(WHAT TO PRODUCE):
At the line containing "Target: police baton", begin retyping, and stop after the last line of the data; add nothing.

(RECORDS FOR THIS EXERCISE):
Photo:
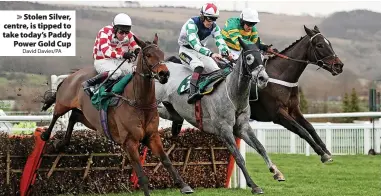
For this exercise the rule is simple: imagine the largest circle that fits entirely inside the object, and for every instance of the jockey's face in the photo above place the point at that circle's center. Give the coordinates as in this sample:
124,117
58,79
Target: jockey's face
121,34
248,26
208,21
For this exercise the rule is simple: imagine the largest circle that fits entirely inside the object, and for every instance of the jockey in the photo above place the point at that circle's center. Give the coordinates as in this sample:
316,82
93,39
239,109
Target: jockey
192,40
243,27
113,44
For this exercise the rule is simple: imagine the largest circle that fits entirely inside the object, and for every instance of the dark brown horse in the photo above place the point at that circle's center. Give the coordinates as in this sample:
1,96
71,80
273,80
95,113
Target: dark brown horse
135,120
279,101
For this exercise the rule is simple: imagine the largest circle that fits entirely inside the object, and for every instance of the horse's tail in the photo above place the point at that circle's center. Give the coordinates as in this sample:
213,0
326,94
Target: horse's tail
50,97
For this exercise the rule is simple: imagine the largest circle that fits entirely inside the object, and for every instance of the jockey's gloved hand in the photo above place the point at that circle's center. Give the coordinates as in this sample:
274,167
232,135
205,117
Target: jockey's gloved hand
266,47
136,52
225,53
128,55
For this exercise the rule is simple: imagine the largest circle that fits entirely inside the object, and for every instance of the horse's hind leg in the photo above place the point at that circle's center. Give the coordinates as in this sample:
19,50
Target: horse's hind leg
156,147
227,135
288,122
59,110
307,125
132,147
247,134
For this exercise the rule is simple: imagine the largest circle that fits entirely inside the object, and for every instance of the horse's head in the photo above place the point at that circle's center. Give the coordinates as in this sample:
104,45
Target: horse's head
252,64
152,61
321,52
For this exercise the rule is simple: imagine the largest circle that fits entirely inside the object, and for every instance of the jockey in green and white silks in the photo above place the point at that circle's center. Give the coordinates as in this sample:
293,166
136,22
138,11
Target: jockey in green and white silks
244,27
193,39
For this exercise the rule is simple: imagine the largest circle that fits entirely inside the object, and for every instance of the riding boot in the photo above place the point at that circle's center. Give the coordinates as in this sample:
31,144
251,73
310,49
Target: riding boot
87,85
194,93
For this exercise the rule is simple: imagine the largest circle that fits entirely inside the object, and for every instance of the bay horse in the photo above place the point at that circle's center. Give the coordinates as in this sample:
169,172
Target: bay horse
226,111
279,102
133,121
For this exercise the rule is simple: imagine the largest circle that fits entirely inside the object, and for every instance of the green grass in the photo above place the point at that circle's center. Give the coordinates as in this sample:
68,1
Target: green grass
358,175
28,78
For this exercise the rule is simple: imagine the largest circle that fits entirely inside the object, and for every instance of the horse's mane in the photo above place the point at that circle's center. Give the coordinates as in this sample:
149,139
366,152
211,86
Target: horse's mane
288,47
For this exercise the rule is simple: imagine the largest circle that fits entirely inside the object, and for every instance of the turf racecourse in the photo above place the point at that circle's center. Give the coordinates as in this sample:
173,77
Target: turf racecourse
358,175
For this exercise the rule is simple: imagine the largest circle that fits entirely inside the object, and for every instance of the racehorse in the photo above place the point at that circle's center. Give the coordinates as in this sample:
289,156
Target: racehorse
134,120
226,110
279,101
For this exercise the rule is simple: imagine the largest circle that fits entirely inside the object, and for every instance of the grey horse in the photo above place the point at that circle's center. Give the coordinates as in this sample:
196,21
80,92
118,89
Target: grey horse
226,111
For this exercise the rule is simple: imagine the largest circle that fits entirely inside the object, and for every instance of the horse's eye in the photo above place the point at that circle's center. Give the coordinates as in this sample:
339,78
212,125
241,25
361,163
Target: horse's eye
250,59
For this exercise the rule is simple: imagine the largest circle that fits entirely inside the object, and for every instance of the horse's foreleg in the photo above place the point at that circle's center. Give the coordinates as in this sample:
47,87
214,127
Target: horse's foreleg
156,147
247,134
132,149
75,116
289,123
227,135
170,113
297,114
59,110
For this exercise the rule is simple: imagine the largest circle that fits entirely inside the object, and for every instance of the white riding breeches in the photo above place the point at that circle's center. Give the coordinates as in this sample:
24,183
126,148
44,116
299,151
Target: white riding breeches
195,59
236,54
110,65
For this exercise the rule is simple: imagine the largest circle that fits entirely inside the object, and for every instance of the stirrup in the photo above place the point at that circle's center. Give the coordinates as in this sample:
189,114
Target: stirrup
192,98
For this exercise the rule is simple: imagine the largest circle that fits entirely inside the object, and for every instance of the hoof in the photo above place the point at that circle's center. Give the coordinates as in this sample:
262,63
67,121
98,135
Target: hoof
187,190
257,190
58,145
45,136
326,158
279,177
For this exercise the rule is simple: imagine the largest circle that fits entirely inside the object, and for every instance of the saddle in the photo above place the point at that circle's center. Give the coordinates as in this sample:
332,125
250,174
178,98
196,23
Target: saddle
105,97
206,83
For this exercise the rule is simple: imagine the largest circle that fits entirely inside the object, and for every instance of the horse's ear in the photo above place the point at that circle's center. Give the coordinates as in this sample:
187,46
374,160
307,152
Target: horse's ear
309,31
242,43
156,39
139,42
316,29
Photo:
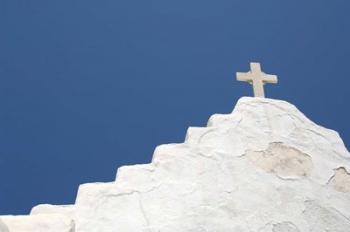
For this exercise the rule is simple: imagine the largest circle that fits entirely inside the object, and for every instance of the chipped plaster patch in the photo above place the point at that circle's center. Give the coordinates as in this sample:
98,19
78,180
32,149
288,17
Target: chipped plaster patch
286,162
340,181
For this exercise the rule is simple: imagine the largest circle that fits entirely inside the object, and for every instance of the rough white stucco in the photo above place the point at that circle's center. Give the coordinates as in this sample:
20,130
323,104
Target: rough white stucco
265,167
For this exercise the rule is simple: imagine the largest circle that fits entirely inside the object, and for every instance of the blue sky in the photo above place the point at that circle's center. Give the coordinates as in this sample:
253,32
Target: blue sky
88,86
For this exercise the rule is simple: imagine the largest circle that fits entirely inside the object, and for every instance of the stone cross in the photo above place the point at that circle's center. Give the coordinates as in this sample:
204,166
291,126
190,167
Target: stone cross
257,78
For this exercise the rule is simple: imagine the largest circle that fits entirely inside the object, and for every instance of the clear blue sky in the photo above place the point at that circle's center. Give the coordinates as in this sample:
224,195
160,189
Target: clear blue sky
88,86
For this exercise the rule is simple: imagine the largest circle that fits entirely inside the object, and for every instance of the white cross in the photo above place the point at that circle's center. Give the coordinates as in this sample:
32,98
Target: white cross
257,78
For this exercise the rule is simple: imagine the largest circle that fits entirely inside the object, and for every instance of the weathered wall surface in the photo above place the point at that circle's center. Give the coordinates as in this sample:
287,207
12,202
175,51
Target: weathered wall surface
265,167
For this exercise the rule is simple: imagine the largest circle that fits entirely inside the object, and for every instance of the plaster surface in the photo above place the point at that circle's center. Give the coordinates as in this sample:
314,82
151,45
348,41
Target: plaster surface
265,167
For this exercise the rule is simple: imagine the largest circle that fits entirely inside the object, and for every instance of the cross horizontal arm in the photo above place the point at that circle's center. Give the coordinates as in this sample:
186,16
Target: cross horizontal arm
243,76
270,79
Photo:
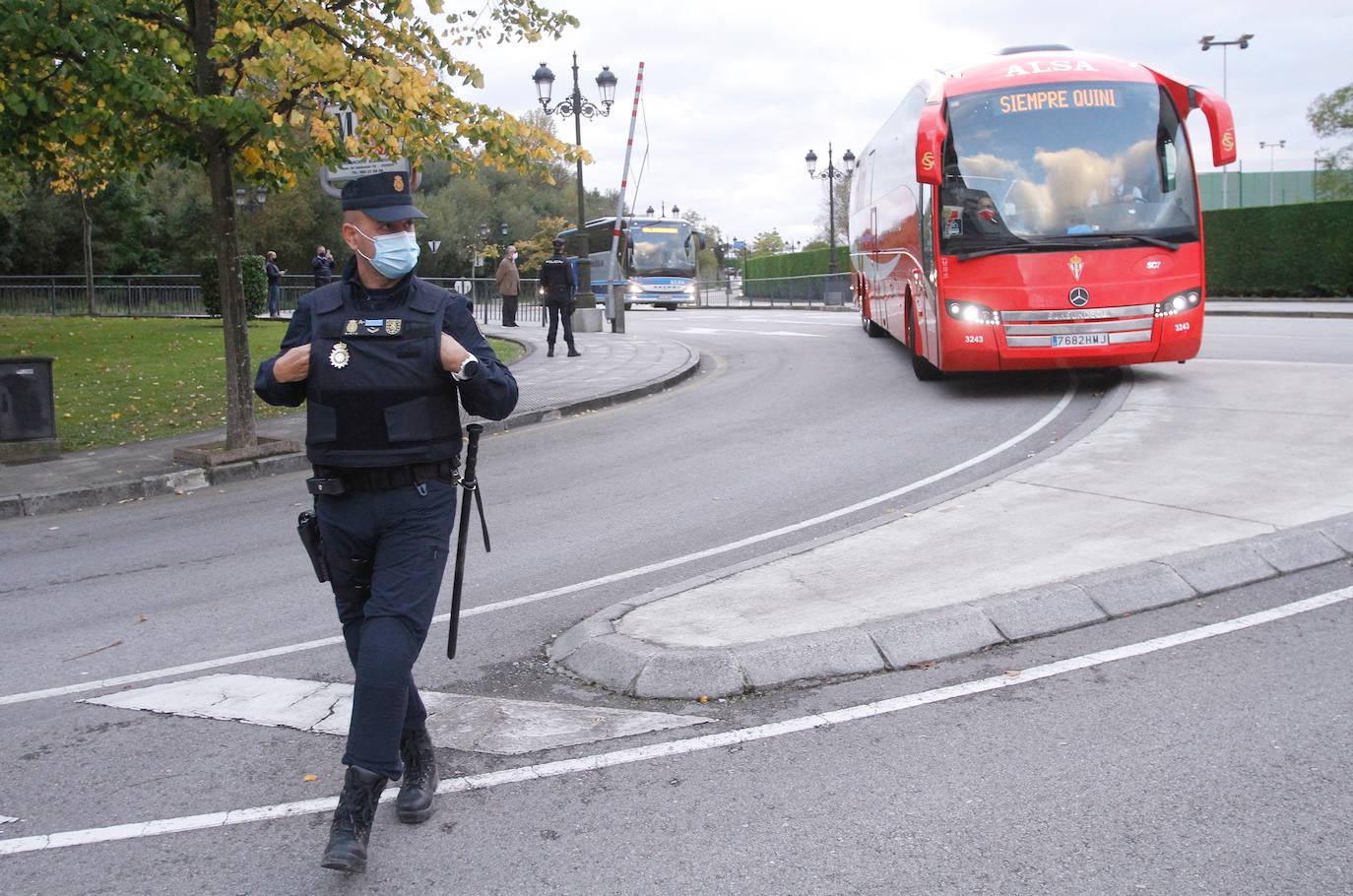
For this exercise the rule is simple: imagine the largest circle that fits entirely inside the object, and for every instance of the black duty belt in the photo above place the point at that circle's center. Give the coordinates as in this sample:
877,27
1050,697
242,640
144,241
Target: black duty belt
339,480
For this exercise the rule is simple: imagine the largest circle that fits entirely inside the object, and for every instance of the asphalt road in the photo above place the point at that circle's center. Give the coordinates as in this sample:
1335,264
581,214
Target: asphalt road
1214,766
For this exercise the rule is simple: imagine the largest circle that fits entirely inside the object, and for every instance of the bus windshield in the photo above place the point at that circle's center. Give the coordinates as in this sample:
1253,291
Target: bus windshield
662,246
1057,164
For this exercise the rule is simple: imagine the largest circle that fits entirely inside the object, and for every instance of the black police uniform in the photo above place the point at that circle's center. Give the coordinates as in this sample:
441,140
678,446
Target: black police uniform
382,418
556,277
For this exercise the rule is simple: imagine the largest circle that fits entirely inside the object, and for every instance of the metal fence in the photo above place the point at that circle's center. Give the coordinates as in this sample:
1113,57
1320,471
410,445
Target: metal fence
828,289
127,296
180,295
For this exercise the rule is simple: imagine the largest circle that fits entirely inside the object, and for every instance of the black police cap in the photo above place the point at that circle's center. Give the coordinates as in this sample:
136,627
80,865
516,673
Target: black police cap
384,197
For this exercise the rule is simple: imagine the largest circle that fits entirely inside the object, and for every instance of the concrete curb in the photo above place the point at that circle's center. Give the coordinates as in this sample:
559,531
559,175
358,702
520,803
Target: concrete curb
192,478
1279,313
597,653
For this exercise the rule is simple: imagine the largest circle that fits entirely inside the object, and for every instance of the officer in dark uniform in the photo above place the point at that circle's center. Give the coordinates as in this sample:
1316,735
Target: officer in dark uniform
380,358
556,277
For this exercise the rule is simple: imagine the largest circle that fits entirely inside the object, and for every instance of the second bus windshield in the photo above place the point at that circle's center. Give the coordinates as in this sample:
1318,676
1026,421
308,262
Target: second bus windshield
662,248
1065,160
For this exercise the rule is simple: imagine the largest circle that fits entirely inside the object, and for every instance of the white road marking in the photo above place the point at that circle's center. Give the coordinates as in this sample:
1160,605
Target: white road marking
103,683
711,331
460,722
684,746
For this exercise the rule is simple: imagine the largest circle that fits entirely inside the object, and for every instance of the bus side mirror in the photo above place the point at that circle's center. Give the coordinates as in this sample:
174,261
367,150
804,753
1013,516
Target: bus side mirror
1219,122
930,145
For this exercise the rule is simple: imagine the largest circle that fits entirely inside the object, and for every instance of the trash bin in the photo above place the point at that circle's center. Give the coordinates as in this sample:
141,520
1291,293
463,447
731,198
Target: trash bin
28,409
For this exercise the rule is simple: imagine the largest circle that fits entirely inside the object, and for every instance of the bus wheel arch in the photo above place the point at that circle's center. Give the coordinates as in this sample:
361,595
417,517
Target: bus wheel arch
923,369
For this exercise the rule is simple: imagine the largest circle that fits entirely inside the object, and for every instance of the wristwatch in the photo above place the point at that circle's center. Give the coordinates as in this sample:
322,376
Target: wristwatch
467,368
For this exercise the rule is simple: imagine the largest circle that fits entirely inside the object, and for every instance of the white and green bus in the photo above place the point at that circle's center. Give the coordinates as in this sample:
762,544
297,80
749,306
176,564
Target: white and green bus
657,264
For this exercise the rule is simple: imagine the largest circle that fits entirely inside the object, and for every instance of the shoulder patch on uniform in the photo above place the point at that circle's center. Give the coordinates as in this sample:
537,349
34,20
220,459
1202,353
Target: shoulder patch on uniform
423,302
326,302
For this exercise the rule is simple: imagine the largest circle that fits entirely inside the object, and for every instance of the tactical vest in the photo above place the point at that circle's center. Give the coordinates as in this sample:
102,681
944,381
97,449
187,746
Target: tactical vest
553,277
376,394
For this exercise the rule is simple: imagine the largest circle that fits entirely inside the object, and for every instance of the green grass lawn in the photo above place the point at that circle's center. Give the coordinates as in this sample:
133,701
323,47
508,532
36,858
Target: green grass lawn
129,379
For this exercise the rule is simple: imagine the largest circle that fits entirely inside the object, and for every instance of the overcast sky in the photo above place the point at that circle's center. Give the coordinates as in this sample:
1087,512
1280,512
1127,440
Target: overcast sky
737,93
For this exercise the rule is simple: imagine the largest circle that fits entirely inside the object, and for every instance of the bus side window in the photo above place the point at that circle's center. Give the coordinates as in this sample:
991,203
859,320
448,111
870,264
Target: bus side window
927,228
1168,164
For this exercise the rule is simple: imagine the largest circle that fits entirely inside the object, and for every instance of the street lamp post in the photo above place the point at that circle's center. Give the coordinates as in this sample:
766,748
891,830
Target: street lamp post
1207,42
579,107
831,176
1270,145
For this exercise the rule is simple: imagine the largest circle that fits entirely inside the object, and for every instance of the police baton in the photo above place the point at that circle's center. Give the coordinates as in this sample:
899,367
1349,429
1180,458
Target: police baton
470,488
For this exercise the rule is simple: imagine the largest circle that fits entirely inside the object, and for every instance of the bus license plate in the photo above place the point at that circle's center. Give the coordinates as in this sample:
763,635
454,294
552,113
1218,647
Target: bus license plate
1080,339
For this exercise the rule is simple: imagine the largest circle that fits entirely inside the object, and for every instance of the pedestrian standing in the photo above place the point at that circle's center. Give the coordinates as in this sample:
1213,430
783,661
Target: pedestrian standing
556,277
322,266
274,283
380,358
509,286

(WRITTEN ANSWER):
Target: police baton
470,488
For this exercise the rule is simple: imagine the largest circle that fits entirely inside the object, and for every instance of the bus license plate in the photo above place the point at that circle's center. Give the coordinates as in this sample:
763,635
454,294
552,113
1218,647
Target: bus license plate
1080,339
For this exercise the rule is simple: imagine the largest circle that fits entirely inside the object, and for every instance of the pedestrian standing in the photo above place the point at that circle's center. Give the coordinates as in this sample:
1213,430
783,661
Target: pedestrian standing
556,277
322,266
274,283
380,358
509,286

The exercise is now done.